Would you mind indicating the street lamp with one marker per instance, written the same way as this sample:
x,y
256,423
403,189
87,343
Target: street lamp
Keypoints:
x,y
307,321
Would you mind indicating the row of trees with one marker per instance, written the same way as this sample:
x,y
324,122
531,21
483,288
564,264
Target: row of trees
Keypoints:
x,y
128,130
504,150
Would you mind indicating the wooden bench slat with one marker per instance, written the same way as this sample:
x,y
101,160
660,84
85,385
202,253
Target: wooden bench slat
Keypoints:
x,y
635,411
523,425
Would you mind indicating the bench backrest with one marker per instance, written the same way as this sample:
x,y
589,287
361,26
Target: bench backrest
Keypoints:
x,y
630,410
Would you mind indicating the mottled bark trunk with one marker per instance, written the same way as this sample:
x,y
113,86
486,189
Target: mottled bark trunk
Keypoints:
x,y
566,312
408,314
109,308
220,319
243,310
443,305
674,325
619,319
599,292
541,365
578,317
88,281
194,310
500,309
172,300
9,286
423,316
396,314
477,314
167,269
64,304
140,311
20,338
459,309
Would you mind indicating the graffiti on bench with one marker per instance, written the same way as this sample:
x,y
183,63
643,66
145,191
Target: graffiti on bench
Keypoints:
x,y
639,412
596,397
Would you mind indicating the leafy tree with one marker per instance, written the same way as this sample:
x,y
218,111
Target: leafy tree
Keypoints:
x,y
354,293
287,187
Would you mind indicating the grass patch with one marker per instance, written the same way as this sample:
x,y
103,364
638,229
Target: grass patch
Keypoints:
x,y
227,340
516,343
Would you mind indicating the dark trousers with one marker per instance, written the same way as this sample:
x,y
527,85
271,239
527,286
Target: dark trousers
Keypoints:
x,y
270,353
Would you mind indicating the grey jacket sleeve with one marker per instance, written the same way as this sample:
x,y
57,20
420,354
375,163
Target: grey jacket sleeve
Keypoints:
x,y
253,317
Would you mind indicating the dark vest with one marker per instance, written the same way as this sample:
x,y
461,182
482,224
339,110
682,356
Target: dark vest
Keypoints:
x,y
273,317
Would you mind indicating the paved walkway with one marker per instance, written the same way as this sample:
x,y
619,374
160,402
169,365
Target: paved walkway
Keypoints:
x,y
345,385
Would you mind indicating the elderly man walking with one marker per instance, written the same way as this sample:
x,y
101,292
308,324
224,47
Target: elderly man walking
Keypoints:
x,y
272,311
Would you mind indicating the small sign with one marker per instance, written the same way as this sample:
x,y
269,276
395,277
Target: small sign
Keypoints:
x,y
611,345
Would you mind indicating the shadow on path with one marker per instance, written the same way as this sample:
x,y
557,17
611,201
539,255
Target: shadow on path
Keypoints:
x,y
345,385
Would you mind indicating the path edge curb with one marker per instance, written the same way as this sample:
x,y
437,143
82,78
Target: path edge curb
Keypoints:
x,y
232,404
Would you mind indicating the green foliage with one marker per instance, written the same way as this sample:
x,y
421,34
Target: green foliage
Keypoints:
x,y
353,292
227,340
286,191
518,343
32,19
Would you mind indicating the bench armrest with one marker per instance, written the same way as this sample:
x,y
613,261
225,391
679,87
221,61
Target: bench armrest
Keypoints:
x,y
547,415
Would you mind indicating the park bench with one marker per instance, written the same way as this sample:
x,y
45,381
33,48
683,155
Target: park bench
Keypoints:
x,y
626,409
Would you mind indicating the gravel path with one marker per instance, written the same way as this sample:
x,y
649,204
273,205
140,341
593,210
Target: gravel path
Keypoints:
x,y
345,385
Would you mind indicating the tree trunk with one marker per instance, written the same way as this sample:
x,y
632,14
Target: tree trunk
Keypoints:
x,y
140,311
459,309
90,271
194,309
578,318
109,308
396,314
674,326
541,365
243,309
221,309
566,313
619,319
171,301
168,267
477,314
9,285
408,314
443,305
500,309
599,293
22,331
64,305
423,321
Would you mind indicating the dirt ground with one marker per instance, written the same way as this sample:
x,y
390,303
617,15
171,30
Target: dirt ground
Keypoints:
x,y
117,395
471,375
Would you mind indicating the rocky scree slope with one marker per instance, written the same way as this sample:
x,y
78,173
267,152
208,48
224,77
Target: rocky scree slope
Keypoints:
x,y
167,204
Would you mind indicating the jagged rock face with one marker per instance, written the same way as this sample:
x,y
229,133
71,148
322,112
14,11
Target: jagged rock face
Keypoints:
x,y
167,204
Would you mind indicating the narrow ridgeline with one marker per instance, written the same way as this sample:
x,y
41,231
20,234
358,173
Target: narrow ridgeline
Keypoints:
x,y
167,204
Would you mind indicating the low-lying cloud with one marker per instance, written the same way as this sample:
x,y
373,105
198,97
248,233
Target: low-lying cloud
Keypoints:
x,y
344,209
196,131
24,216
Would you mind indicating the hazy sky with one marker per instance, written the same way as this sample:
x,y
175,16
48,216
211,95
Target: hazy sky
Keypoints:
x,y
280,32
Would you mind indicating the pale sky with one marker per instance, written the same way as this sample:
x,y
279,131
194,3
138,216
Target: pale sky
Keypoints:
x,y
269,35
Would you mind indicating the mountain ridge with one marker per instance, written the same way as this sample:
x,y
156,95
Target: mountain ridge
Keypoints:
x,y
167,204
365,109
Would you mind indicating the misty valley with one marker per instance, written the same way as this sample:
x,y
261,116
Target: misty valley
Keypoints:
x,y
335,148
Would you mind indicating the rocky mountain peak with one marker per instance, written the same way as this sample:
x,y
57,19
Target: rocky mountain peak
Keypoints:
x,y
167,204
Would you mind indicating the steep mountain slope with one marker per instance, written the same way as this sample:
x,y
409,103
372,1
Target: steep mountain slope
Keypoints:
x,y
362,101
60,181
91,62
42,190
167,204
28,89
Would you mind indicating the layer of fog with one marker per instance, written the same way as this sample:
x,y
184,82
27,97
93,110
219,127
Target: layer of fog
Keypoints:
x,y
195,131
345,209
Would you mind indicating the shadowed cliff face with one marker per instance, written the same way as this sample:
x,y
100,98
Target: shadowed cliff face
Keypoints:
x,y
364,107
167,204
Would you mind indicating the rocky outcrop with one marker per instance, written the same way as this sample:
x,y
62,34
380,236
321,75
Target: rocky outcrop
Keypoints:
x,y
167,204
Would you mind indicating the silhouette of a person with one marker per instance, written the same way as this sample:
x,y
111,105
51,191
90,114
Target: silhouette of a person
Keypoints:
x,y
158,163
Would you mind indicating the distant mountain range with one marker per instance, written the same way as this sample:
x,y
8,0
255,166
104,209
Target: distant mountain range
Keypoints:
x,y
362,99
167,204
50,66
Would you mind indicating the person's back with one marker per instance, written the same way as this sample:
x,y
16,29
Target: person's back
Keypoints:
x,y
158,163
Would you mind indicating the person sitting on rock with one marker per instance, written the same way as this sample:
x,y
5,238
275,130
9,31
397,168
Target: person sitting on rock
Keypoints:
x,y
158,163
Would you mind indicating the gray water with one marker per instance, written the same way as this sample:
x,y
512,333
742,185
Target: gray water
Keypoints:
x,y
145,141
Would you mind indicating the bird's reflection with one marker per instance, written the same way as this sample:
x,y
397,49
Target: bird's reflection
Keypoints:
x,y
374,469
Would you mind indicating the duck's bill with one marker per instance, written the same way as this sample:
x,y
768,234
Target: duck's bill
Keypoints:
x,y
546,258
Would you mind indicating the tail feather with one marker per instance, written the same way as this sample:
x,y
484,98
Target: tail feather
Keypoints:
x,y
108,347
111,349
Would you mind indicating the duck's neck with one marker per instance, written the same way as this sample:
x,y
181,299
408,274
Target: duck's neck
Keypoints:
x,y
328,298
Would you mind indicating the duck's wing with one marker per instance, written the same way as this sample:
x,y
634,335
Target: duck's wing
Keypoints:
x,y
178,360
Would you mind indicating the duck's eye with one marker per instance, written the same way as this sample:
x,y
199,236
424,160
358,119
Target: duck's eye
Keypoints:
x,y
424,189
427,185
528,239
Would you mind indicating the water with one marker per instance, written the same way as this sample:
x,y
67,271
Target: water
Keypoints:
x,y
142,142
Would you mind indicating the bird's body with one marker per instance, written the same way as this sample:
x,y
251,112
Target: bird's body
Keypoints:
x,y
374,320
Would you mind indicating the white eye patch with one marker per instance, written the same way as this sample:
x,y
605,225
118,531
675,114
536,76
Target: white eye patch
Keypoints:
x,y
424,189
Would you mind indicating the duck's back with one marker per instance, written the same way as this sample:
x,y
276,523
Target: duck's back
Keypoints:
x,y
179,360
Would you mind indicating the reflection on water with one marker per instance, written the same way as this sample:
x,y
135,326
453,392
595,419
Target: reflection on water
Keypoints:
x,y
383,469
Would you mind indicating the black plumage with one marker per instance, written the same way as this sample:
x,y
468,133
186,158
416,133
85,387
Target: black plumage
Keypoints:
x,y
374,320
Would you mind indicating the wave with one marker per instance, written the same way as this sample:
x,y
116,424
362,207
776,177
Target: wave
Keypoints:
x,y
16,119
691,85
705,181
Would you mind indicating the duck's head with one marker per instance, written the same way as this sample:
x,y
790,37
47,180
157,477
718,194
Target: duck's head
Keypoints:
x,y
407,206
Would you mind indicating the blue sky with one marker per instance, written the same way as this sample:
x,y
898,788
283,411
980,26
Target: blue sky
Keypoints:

+ + + +

## Written instruction:
Return the line that contains "Would you mind indicating the reflection" and all lines after it, verbatim, and nothing else.

## The answer:
Would you mind indicating the reflection on water with one marker per instance, written the same way as this sample:
x,y
135,326
453,392
595,419
Target: reflection on water
Keypoints:
x,y
383,469
Would you mind indicating the black plumage with one marker per instance, written the same way as this sample:
x,y
468,133
186,158
416,133
85,387
Target: black plumage
Keypoints:
x,y
374,320
Would you mind indicating the wave with one marker per instance, written the same way as this sample:
x,y
116,424
362,207
776,177
Target: wave
Keypoints:
x,y
16,119
691,85
705,181
Would you mind indicating the duck's head with one marker per instance, written the same way as this sample:
x,y
790,37
47,180
157,477
718,194
Target: duck's head
Keypoints:
x,y
407,206
Would you mind indicating the blue sky with one marker per instance, written the same way as this sample:
x,y
898,788
283,411
980,26
Target: blue sky
Keypoints:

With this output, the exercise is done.